### [WRITTEN TASK 1]
Tally the lines in the rows below that contain the word "shoulder". Reply with the number alone.

ISA Secretary-General’s Statement: ISA plays a key role in regulating the sustainable development of mineral resources in a way that balances the need for minerals with rigorous environmental protection

ISA STATEMENT | 4 July 2019

In light of recent release of the report by Greenpeace entitled ‘Protect the Ocean’, which regrettably contains a series of inaccurate elements and factual mistakes, particularly in relation to the existing legal regime set up by international law, ISA wishes to make a number of corrections to the report.

The legal regime for the seabed beyond national jurisdiction (which covers 54% of the global ocean) is an integral and fundamental part of the international system for ocean governance under the 1982 United Nations Convention on the Law of the Sea (UNCLOS), which is often referred to as the ‘constitution for the ocean’. The ISA is established by the Convention to manage the mineral resources of the deep seabed, which are designated ‘the common heritage of mankind’ on behalf of all humanity.

As a regulatory body, ISA’s role is to allow the sustainable development of mineral resources in a way that balances the need for minerals with rigorous environmental protection. Under international law, no State may explore for or exploit mineral resources in the deep seabed except under a contract with ISA and under the stringent conditions specified in UNCLOS and ISA regulations.

### [DATA RECORDS]
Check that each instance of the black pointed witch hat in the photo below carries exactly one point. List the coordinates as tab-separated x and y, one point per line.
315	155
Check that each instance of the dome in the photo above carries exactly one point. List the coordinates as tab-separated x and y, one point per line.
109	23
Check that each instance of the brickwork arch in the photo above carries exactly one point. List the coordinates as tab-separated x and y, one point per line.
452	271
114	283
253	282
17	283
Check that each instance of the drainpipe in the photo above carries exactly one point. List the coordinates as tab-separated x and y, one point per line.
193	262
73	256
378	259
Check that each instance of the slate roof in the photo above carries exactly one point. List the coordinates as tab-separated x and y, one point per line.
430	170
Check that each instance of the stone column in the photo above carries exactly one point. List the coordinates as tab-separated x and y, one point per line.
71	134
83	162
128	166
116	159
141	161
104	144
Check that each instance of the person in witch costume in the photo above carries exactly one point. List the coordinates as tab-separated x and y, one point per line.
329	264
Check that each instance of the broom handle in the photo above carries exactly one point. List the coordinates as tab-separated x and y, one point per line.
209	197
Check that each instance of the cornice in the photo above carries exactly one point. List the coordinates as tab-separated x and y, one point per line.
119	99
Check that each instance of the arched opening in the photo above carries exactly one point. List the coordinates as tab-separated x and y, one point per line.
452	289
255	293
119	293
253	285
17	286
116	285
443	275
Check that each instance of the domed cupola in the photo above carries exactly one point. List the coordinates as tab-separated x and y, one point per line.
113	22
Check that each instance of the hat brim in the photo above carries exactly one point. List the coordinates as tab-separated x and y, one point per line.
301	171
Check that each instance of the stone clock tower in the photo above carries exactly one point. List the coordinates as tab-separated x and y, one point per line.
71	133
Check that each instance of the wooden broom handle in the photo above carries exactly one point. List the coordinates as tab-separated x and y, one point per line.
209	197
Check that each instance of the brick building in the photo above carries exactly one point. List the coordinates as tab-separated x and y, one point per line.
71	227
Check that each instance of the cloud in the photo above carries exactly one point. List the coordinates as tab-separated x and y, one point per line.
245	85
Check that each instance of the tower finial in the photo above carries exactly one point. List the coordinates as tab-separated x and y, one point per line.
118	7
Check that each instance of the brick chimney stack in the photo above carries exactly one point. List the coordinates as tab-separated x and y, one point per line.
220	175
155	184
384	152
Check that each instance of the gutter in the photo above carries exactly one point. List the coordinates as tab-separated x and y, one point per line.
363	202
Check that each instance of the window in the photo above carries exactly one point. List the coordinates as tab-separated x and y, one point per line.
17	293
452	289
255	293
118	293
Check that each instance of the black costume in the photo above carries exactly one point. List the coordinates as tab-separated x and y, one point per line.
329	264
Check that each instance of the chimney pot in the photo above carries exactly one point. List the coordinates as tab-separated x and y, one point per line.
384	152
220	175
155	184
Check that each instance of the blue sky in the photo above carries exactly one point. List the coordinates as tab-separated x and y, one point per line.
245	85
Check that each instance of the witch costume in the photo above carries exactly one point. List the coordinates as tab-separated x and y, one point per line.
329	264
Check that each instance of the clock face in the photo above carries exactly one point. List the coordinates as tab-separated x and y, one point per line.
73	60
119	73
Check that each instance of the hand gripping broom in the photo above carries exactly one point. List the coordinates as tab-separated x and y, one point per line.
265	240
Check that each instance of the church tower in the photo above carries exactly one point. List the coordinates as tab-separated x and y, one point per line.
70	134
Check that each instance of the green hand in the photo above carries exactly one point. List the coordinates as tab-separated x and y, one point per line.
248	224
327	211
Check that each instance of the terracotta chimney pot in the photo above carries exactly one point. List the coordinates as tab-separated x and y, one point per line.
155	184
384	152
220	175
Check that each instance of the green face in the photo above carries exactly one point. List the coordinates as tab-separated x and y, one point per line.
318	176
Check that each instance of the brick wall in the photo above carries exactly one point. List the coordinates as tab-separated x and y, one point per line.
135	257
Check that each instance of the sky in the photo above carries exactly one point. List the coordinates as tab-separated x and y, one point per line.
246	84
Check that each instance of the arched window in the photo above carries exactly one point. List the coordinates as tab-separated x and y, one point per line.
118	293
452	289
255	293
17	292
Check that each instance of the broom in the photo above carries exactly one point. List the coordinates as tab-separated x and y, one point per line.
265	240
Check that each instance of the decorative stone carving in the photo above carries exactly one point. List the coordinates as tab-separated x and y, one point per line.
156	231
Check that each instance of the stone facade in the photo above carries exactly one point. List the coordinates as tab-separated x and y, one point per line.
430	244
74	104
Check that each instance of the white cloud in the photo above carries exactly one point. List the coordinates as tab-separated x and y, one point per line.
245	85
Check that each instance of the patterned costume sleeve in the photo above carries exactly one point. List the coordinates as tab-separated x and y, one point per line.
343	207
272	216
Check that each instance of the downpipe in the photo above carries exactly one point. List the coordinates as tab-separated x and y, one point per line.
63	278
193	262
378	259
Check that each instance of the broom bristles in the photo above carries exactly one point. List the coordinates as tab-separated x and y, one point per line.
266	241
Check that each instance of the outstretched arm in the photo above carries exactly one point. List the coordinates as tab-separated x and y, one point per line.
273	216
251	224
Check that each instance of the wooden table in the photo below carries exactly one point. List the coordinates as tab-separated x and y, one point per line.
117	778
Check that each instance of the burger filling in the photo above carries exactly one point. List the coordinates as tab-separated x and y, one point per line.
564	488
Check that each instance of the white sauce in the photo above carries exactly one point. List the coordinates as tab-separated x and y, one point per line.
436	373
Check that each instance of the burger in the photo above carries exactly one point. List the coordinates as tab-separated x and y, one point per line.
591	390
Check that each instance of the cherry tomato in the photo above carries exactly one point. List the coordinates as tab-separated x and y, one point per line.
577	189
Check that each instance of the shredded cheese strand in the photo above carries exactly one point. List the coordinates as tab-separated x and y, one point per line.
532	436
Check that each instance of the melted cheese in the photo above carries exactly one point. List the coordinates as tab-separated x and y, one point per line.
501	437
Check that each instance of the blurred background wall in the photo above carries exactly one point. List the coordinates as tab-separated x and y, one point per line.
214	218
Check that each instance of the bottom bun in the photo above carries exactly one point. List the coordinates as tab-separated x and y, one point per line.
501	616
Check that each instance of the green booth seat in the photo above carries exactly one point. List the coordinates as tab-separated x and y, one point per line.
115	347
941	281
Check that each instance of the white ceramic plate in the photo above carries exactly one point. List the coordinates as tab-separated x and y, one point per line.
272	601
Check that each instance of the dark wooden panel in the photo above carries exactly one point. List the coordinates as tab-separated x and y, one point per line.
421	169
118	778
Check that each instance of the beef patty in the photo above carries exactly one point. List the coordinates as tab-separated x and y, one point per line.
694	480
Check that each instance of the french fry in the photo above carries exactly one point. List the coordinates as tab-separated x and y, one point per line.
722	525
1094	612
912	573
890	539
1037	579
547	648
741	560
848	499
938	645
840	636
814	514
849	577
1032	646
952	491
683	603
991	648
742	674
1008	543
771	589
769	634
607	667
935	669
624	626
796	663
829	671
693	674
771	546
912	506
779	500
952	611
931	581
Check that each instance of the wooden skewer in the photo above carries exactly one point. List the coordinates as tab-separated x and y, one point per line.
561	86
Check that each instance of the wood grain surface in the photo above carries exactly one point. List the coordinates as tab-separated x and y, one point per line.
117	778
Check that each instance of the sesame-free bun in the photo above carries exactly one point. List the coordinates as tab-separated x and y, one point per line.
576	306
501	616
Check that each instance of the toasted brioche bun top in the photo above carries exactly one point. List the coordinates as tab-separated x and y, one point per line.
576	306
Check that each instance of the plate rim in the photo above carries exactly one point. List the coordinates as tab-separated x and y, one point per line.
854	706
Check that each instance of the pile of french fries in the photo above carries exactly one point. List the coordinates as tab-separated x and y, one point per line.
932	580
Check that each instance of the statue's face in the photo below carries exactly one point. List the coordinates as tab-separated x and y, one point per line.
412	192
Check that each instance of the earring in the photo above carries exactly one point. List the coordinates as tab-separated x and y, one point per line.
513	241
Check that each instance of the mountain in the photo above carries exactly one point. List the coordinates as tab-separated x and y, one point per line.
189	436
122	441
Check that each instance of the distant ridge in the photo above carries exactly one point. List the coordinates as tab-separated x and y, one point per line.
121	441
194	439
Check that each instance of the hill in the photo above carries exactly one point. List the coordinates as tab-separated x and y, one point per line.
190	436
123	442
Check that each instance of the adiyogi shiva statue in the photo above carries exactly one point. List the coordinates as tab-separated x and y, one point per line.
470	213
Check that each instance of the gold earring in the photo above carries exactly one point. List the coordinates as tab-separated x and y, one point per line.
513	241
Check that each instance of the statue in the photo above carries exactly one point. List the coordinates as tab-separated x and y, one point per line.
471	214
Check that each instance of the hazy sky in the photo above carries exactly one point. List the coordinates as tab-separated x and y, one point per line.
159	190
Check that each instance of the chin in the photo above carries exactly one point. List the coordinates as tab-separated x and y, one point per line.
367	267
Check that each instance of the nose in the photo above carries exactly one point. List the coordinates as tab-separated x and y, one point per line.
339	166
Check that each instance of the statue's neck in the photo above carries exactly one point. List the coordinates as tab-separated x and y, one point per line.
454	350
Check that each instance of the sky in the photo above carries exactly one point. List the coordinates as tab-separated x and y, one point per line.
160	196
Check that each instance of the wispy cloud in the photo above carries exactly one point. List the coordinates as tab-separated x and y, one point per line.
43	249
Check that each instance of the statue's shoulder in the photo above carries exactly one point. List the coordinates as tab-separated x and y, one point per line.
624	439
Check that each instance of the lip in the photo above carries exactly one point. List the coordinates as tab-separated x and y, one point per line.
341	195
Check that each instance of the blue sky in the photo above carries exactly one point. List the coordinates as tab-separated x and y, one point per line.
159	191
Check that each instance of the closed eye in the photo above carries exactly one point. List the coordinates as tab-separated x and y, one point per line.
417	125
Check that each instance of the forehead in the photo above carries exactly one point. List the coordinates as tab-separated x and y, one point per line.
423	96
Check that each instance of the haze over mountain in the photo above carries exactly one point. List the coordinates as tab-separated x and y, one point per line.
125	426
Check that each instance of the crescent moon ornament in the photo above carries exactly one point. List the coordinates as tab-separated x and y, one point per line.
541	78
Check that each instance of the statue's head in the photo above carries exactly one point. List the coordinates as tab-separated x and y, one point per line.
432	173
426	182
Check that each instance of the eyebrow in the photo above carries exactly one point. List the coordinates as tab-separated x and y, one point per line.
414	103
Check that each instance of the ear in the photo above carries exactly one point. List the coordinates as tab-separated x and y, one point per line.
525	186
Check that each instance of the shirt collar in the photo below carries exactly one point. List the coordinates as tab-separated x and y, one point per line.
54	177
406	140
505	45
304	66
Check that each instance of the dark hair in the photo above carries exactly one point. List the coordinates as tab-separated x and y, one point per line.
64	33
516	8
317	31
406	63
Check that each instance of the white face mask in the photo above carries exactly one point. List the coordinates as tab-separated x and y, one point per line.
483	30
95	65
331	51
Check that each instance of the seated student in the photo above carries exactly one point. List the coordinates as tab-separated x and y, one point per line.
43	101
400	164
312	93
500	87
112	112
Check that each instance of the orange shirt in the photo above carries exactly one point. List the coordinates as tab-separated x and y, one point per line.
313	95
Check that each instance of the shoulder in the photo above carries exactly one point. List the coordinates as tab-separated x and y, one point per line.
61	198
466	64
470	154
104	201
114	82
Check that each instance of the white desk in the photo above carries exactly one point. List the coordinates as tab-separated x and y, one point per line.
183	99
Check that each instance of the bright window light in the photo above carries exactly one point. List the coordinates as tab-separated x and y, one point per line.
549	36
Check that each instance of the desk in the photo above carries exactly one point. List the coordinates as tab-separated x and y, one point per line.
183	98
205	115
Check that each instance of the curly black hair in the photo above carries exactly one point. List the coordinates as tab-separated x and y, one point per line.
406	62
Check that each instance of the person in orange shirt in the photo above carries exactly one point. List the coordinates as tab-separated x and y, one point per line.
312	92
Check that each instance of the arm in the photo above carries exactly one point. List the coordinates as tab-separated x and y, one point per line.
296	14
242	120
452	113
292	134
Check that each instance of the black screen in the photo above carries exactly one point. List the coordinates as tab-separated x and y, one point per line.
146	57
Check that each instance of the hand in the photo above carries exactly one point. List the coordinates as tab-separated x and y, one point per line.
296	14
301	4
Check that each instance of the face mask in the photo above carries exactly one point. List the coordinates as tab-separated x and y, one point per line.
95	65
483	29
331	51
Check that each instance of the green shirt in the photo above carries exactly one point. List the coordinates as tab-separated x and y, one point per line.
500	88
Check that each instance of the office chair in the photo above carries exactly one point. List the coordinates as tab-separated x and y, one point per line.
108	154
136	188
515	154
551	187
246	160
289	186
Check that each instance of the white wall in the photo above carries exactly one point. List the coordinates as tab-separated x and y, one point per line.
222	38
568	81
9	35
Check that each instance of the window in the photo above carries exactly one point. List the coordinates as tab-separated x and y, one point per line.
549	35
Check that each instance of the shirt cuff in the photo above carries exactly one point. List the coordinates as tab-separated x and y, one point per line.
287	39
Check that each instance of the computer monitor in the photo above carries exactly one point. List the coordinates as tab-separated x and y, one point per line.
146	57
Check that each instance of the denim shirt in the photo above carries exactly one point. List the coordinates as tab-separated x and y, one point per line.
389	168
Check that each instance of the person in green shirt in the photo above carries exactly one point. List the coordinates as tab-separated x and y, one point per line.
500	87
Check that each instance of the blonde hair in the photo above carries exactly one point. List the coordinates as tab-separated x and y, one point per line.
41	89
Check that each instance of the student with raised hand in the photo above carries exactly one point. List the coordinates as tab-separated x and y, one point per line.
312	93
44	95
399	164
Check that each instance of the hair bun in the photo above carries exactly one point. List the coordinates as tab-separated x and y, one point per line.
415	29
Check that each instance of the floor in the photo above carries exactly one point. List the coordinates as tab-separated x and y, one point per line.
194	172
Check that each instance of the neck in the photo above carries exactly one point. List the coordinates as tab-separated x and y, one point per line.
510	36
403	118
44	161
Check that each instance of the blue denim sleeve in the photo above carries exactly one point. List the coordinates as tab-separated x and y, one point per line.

### [WRITTEN TASK 2]
In the ISA statement, rewrite the part that opens with the words containing "The legal regime" and closes with "and ISA regulations.", changing "seabed" to "sea floor".

### [EXERCISE RESPONSE 1]
2

### [EXERCISE RESPONSE 2]
The legal regime for the sea floor beyond national jurisdiction (which covers 54% of the global ocean) is an integral and fundamental part of the international system for ocean governance under the 1982 United Nations Convention on the Law of the Sea (UNCLOS), which is often referred to as the ‘constitution for the ocean’. The ISA is established by the Convention to manage the mineral resources of the deep sea floor, which are designated ‘the common heritage of mankind’ on behalf of all humanity.

As a regulatory body, ISA’s role is to allow the sustainable development of mineral resources in a way that balances the need for minerals with rigorous environmental protection. Under international law, no State may explore for or exploit mineral resources in the deep sea floor except under a contract with ISA and under the stringent conditions specified in UNCLOS and ISA regulations.